You are viewing a plain text version of this content. The canonical link for it is here.
Posted to common-user@hadoop.apache.org by Romeo Kienzler <ro...@ormium.de> on 2011/11/22 08:01:08 UTC

Incremental Mappers?

Hi,

I'm planning to use Fume in order to stream data from a local client 
machine into HDFS running on a cloud environment.

Is there a way to start a mapper already on an incomplete file? As I 
know a file in HDFS has to be closed first before a mapper can start.

Is this true?

Any possible idea for a solution of this problem?

Or do I have to write smaller chunks of my big input file and create 
multiple files in HDFS and start a separate map task on each file once 
it has been closed?

Best Regards,

Romeo

Romeo Kienzler
r o m e o @ o r m i u m . d e

Re: Incremental Mappers?

Posted by Joey Echeverria <jo...@cloudera.com>.
You're correct, currently HDFS only supports reading from closed files. You can configure flume to write your data in small enough chunks so you can do incremental processing. 


-Joey



On Nov 22, 2011, at 2:01, Romeo Kienzler <ro...@ormium.de> wrote:

> Hi,
> 
> I'm planning to use Fume in order to stream data from a local client machine into HDFS running on a cloud environment.

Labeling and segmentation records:
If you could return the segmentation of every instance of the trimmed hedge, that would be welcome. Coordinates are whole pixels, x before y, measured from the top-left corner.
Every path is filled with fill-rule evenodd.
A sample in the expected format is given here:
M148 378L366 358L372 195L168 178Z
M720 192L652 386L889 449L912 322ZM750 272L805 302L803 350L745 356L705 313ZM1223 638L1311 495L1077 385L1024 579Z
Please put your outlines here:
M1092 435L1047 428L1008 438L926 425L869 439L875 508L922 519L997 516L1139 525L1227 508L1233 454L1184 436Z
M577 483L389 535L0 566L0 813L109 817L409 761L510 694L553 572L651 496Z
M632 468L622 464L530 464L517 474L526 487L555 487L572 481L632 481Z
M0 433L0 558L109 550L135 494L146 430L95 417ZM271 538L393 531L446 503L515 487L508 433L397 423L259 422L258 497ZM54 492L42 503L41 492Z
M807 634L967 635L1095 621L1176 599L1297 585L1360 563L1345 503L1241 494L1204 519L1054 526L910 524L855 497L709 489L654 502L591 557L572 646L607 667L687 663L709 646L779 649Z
==
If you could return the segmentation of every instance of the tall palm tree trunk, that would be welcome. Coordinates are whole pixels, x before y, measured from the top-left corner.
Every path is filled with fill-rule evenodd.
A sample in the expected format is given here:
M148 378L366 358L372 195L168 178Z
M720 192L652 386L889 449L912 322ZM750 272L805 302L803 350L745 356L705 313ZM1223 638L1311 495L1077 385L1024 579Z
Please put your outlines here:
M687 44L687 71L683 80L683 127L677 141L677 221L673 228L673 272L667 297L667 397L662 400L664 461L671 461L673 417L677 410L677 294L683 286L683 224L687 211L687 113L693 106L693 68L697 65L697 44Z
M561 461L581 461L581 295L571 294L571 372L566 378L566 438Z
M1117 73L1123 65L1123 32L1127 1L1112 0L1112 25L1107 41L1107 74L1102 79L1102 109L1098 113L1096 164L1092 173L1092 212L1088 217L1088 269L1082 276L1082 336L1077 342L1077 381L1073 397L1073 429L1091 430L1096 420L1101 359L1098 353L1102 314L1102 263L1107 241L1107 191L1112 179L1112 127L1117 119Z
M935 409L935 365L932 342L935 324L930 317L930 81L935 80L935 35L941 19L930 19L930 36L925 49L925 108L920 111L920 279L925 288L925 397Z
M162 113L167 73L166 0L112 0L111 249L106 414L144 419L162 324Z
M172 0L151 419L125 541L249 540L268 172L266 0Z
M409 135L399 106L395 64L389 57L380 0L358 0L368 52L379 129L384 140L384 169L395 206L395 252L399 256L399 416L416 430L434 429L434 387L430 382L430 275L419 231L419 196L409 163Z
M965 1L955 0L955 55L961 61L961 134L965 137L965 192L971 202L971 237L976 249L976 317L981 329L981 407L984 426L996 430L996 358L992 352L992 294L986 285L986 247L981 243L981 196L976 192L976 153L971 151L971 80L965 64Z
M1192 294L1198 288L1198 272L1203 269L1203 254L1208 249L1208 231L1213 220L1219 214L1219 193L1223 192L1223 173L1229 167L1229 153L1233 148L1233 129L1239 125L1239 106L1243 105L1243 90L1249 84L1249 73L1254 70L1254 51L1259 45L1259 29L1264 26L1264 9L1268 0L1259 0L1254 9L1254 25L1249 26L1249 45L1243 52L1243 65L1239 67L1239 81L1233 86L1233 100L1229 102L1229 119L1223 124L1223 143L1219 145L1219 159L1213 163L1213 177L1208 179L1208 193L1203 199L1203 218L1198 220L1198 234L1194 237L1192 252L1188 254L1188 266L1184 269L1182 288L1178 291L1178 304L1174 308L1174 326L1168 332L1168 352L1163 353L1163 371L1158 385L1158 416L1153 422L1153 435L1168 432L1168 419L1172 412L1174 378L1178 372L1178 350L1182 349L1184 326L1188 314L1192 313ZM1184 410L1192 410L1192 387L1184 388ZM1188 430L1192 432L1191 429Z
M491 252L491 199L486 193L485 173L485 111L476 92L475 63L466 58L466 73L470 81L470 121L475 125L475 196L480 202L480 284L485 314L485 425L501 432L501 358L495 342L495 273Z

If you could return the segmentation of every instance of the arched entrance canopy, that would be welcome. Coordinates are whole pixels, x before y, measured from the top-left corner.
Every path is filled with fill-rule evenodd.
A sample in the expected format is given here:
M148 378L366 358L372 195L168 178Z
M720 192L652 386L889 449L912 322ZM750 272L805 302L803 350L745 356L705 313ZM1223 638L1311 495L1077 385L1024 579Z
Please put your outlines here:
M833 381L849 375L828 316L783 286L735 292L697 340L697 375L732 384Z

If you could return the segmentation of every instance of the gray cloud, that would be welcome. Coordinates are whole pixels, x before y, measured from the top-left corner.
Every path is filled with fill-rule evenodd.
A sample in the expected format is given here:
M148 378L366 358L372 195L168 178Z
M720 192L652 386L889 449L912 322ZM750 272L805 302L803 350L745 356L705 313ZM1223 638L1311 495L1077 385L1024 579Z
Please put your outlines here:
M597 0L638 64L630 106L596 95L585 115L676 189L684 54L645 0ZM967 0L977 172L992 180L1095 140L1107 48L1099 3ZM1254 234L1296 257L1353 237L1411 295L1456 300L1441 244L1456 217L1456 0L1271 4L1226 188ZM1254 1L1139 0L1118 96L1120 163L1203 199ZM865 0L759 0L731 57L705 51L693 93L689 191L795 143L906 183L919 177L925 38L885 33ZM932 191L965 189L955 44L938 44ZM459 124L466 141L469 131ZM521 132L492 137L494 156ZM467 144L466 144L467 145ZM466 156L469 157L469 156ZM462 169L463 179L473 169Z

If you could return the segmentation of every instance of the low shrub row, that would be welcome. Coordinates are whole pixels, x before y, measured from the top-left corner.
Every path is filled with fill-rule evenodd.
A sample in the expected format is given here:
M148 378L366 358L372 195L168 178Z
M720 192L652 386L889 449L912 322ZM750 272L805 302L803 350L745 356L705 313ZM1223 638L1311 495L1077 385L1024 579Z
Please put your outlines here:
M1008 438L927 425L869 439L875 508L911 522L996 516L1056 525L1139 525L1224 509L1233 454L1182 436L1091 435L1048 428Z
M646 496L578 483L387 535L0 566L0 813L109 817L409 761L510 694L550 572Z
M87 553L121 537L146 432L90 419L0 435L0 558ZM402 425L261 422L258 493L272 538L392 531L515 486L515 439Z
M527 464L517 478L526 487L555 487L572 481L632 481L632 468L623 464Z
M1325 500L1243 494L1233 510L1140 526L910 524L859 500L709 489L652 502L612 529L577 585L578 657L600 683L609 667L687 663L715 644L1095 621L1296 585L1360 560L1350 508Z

Problems.
A – In the mailing-list thread, what kind of file does the reply say HDFS currently supports reading from?
B – Write out everything in the mailing-list thread from "Is there a way" down to "has been closed?".
C – Condense the paragraph of the mailing-list thread that begins "Or do I have to write smaller chunks" into a single shorter sentence that keeps its main facts.

Answers in order.
A – Only closed files.

B –
Is there a way to start a mapper already on an incomplete file? As I 
know a file in HDFS has to be closed first before a mapper can start.

Is this true?

Any possible idea for a solution of this problem?

Or do I have to write smaller chunks of my big input file and create 
multiple files in HDFS and start a separate map task on each file once 
it has been closed?

C – Must the big input file be split into smaller chunks stored as multiple HDFS files, with a separate map task started on each file once it is closed?